# TASK DETAILS
Rewrite all of the material below, replacing "camera-trap tally" with "photo count" wherever it occurs and keeping everything else the same.

⁂

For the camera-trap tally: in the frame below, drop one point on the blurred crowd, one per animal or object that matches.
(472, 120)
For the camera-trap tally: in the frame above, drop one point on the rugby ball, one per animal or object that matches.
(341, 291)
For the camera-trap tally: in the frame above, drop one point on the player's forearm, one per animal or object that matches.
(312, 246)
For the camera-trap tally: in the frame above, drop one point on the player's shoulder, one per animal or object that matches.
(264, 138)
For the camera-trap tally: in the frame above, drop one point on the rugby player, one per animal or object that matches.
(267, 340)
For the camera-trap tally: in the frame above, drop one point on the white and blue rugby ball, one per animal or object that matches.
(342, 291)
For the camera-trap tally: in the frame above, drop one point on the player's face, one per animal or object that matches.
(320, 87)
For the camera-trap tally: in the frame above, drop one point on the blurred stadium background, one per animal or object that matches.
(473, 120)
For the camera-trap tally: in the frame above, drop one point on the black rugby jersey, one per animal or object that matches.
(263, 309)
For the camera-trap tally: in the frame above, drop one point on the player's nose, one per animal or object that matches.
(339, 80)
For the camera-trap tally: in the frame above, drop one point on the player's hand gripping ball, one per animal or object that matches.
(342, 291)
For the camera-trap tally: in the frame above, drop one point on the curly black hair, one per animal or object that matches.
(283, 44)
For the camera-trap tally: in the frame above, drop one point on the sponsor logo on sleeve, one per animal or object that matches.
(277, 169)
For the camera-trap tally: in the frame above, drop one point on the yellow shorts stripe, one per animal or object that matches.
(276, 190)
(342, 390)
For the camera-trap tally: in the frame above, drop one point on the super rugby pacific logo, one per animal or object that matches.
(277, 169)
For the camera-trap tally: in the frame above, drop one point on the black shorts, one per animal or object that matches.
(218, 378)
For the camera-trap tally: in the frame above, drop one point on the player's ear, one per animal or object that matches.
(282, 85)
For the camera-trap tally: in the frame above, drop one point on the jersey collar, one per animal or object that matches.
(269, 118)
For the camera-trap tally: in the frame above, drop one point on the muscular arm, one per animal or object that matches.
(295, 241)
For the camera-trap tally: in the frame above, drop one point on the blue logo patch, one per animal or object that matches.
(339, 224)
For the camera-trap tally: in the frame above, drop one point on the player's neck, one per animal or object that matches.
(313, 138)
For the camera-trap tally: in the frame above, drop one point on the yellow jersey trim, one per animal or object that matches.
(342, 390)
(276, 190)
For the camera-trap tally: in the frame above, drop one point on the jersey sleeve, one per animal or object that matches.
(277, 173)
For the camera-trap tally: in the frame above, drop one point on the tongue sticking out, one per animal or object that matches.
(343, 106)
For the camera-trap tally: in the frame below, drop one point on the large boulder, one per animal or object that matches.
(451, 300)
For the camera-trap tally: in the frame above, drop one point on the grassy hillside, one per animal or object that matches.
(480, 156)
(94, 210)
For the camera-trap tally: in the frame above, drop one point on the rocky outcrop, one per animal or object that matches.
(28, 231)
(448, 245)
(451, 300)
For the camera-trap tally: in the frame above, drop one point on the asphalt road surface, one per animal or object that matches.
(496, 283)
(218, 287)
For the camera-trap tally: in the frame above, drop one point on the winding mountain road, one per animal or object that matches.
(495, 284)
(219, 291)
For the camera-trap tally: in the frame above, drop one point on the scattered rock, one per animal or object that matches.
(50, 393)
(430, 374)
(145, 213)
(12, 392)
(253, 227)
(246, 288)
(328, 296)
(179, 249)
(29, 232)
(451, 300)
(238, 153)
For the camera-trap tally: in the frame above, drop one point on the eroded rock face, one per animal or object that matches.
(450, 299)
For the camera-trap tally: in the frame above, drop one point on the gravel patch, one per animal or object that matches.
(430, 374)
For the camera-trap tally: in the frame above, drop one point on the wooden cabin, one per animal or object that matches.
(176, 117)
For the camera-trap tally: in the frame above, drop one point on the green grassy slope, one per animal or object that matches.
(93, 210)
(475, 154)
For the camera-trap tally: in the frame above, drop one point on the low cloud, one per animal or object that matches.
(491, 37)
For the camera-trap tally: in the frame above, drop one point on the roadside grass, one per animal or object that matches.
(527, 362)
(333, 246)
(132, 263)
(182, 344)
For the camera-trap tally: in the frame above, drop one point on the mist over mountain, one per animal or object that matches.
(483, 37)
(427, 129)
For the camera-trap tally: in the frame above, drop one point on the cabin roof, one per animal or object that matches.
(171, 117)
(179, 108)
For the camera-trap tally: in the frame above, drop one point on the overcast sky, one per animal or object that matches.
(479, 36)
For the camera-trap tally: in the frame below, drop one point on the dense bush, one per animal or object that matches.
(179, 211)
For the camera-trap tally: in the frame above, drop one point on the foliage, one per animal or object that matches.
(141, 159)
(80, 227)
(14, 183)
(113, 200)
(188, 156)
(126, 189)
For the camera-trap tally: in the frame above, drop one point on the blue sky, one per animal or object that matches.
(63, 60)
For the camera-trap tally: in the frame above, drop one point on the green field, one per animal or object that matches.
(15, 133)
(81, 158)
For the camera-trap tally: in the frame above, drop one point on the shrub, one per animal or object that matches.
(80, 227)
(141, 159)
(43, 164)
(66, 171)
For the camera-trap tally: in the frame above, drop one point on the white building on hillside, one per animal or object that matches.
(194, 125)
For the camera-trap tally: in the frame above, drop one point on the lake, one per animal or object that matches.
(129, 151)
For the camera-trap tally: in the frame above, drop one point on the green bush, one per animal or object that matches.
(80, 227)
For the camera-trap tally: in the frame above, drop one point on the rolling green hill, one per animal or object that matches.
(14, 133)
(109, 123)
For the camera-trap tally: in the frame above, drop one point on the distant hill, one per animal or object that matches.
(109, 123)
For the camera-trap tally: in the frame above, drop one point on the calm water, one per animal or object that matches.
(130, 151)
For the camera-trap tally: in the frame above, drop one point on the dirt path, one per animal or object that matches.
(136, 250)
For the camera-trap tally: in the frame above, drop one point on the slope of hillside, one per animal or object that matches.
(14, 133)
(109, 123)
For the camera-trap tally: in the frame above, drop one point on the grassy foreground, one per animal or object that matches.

⁂

# WORKED ANSWER
For the photo count: in the frame below, drop one point on the blurred crowd, one per animal or object that matches.
(472, 120)
For the photo count: in the frame above, drop one point on the rugby ball, one per animal or object that matches.
(341, 291)
For the photo count: in the frame above, drop one point on the player's forearm, one per animal or object that matches.
(312, 246)
For the photo count: in the frame above, drop one point on the player's shoulder, one per animal or object that matches.
(264, 138)
For the photo count: in the frame above, drop one point on the rugby player, one per animal or object that matches.
(267, 340)
For the photo count: in the frame above, drop one point on the white and blue rugby ball, one per animal or object that matches.
(342, 291)
For the photo count: in the frame above, drop one point on the player's face, one per animal or object that matches.
(320, 87)
For the photo count: in the frame above, drop one point on the blurred stadium background, one per animal or object that matches.
(473, 120)
For the photo count: in the frame above, drop one point on the black rugby jersey, one per animal or object that matches.
(263, 309)
For the photo count: in the frame above, drop one point on the player's nose, one per animal or object that matches.
(339, 80)
For the photo count: in the frame above, drop one point on the player's hand gripping ball, one per animal or object that matches.
(342, 291)
For the photo count: in the frame above, drop one point on the curly black hair, one per animal or object that matches.
(283, 44)
For the photo count: in the frame above, drop one point on the sponsor logo on sleeve, one per animal or object that matches.
(277, 169)
For the photo count: in the frame above, drop one point on the yellow shorts stripe, one per animal or object that matches.
(276, 190)
(342, 390)
For the photo count: in the frame above, drop one point on the super rugby pacific logo, one per animal or object that matches.
(277, 169)
For the photo count: in the frame above, drop one point on the black shorts, one per animal or object that matches.
(218, 378)
For the photo count: in the frame above, drop one point on the player's ear, one per animal or object that matches.
(282, 85)
For the photo count: in the frame above, drop one point on the jersey collar, one per animal or object that matches.
(269, 118)
For the photo count: in the frame above, drop one point on the muscular arm, one per animal or object that matches.
(295, 241)
For the photo count: in the frame above, drop one point on the blue logo patch, one per animal or object that matches.
(339, 224)
For the photo count: in the frame above, drop one point on the player's neck, one per animal or object that matches.
(313, 138)
For the photo count: in the frame above, drop one point on the yellow jersey trim, one per animal or object that matches.
(342, 390)
(276, 190)
For the photo count: in the frame above, drop one point on the jersey sleeve, one per animal or object that matches.
(277, 173)
For the photo count: in the frame above, drop one point on the tongue sticking out, one per animal or object that matches.
(343, 106)
For the photo count: in the frame below, drop one point on the large boulder, one per animal or object that matches.
(451, 300)
For the photo count: in the frame above, drop one point on the grassy hillside, one per animal or object that matches.
(480, 156)
(94, 210)
For the photo count: in the frame above, drop one point on the rocky outcrop, one per animal or object that matches.
(28, 231)
(448, 245)
(451, 300)
For the photo count: in the frame above, drop one point on the asphalt road surface, one per animal or object that matches.
(496, 283)
(218, 287)
For the photo count: in the frame above, drop one point on the winding mountain road, one per animal or object that matches.
(495, 284)
(219, 291)
For the photo count: in the frame above, drop one point on the scattered rock, one per animal or object that matches.
(50, 393)
(430, 374)
(145, 213)
(12, 392)
(253, 227)
(246, 288)
(328, 296)
(179, 249)
(29, 232)
(451, 300)
(238, 153)
For the photo count: in the frame above, drop one point on the eroded rock face, one per animal or object that matches.
(450, 299)
For the photo count: in the frame above, drop one point on the gravel patch, one per animal or object that matches.
(430, 374)
For the photo count: in the frame above, drop one point on the wooden cabin, one per animal or object that matches.
(176, 117)
For the photo count: in the frame above, drop one point on the green grassy slope, one per animal or object that matches.
(93, 210)
(475, 154)
For the photo count: in the frame above, drop one point on the low cloud, one per animal or object that matches.
(491, 37)
For the photo count: in the frame above, drop one point on the roadside grass, one per animal or object that matches.
(527, 362)
(333, 246)
(132, 263)
(182, 344)
For the photo count: in the frame above, drop one point on the mist over mountain, one per animal or object that matches.
(483, 37)
(427, 129)
For the photo count: in the frame above, drop one point on the cabin roof, one per animal or object that matches.
(171, 117)
(179, 108)
For the photo count: in the frame above, drop one point on the overcast sky, one per animal or object that matches.
(479, 36)
For the photo count: in the frame below, drop one point on the dense bush, one per animal or object that matches.
(179, 211)
For the photo count: in the frame above, drop one point on the foliage, one per animal or object that matches.
(141, 159)
(80, 227)
(14, 183)
(113, 200)
(188, 156)
(126, 189)
For the photo count: in the frame above, drop one point on the blue sky, one per animal or object that matches.
(63, 60)
For the photo count: in the frame above, drop one point on the green field, one per animal or object that matches.
(15, 133)
(81, 158)
For the photo count: in the frame above, drop one point on the shrub, one per animal or object that matches.
(80, 227)
(141, 159)
(43, 164)
(66, 171)
For the photo count: in the frame above, drop one point on the white building on hillside, one per animal or object that matches.
(194, 125)
For the photo count: in the frame above, drop one point on the lake, one per animal or object that matches.
(129, 151)
For the photo count: in the frame above, drop one point on the green bush, one per animal or object that matches.
(80, 227)
For the photo count: in the frame above, drop one point on the rolling green hill, one per animal or object that matches.
(14, 133)
(109, 123)
For the photo count: in the frame above, drop one point on the distant hill, one per animal or object that matches.
(109, 123)
For the photo count: in the frame above, drop one point on the calm water, one per animal or object that matches.
(130, 151)
For the photo count: in the frame above, drop one point on the dirt path, one per animal or object that matches.
(136, 250)
For the photo count: in the frame above, drop one point on the slope of hillside, one per animal or object that matches.
(14, 133)
(109, 123)
For the photo count: in the frame above, drop one point on the grassy foreground, one per animal or object that matches.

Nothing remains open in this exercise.